SELECTED EXCERPT:
------------------------------------------------------------------------
Guardian Australia’s Dan Stinton told last week’s Mi3 podcast that Google should be banned from using data harvested from Gmail to power its ad business. But he says that other data aggregators should also be brought to heel, which would have implications for some significant players in Australia’s ad market, potentially those using some forms of shopper data.
“I don’t think consumers should have a reasonable expectation that their credit card data can be packaged off and sold for targeted advertising somewhere else,” says Stinton. “Most consumers would think that is an unreasonable use of their data. So I think there needs to be limitations around that.”
Pain for brands, platforms and other data aggregators?
OMG’s Kristiaan Kroon thinks the ACCC’s intention to stop data bundling could cause short-term pain for agencies and brands.
“From an advertiser’s perspective, if you're looking to limit the ability of a market leader to interconnect data, there's no benefit to that in the short-term because all you're doing is restricting what they're able to do in the marketplace
“It might create competition in the medium to long-term, but in the short-term… I’m not sure what an advertiser gains from this approach.” In effecting those rules, Kroon also questions to whom they may ultimately apply: “Where do you stop?” he asks.
Unwinding data stacks is no mean feat, says IAB CEO, Gai Le Roy. “Both the data separation and portability side of things are huge undertakings,” she says.
Le Roy agrees with Kroon that deciding where and how to apply those limitations could be key.
“We need to make sure that any changes look at the broader landscape, because it is not just the platforms … there are commerce players going heavily into this space. We want to make sure that whatever we build suits those purposes, as well as today’s”.
I think the natural inclination for self-preferencing, whether it's adtech stacks or any other part of your behemoth businesses, is under threat.
Proposal three: rules to manage conflicts of interest and self-preferencing
Probably the most technical part of the interim report, the ACCC is attempting to get under the hood of the programmatic supply chain.
The regulator is taking a keen interest in vertical integration; how to curb conflicts of interest; and how to prevent the likes of Google favouring its own services within an ecosystem it largely controls.
The ACCC also looks set to introduce requirements to increase transparency across the entire programmatic supply chain.
Such a mandate “would probably be a big win for advertisers and a big challenge for a lot of the programmatic operators and key platforms that have, if you look at other regulatory markets, been called out for preferencing their own adtech stack,” says UM’s Joshua Lowcock.
While the ACCC has not found that Google is definitely self-preferencing, “what they found is that there is an incentive to do so,” says Guardian Australia’s Dan Stinton.
Stinton thinks Google’s dominance of the supply chain is a fundamental problem: “If there was a meaningful alternative to Google’s ad server, then I think we would see fairer value for publisher inventory, more dollars flowing through to the campaigns themselves and more effective ad campaigns as a result.”
Big tech break-up?
The ACCC has explicitly stated its concerns about Google’s vertical integration. Many within industry believe Google cannot help but self-preference when it is playing both sides of the market.
Either way, MFA’s Megan Brownlow thinks big tech monopolies may be looking down the barrel of a break-up – regardless of anything Australia’s lawmakers may attempt.
“There's already rumblings in the U.S. about anti-trust activities by businesses [that have become] too big. There is definitely precedent here; look at the primacy of sectors historically. You had big oil [in the early 20th century] when Business Standard Oil got broken up into 34 businesses. Then in the eighties AT&T had primacy within telcos and they were broken up into half a dozen businesses. Then there were the attempts on IBM and then Microsoft,” says Brownlow.
------------------------------------------------------------------------
PROBLEMS TO SOLVE:
1) In the excerpt on the ACCC's ad-market proposals, why does Kristiaan Kroon see no short-term benefit for advertisers in limiting a market leader's ability to interconnect data? Answer in one to three sentences.
2) List every person quoted in the excerpt on the ACCC's ad-market proposals, along with the organization or role the excerpt gives for each.

DATA LINES:
------------------------------------------------------------------------
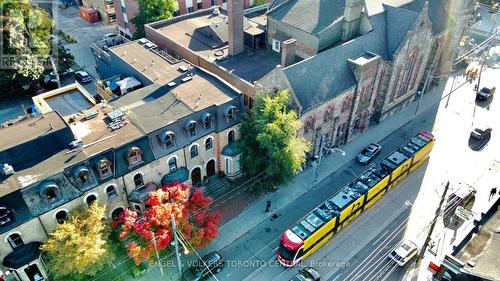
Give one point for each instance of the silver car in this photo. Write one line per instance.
------------------------------------------------------------------------
SOLVED TASKS:
1) Kroon says such a limit only restricts what the market leader is able to do in the marketplace. Any gain from more competition might come in the medium to long term, but in the short term he is not sure what an advertiser gains.

2)
- Dan Stinton, Guardian Australia
- Kristiaan Kroon, OMG
- Gai Le Roy, IAB CEO
- Joshua Lowcock, UM
- Megan Brownlow, MFA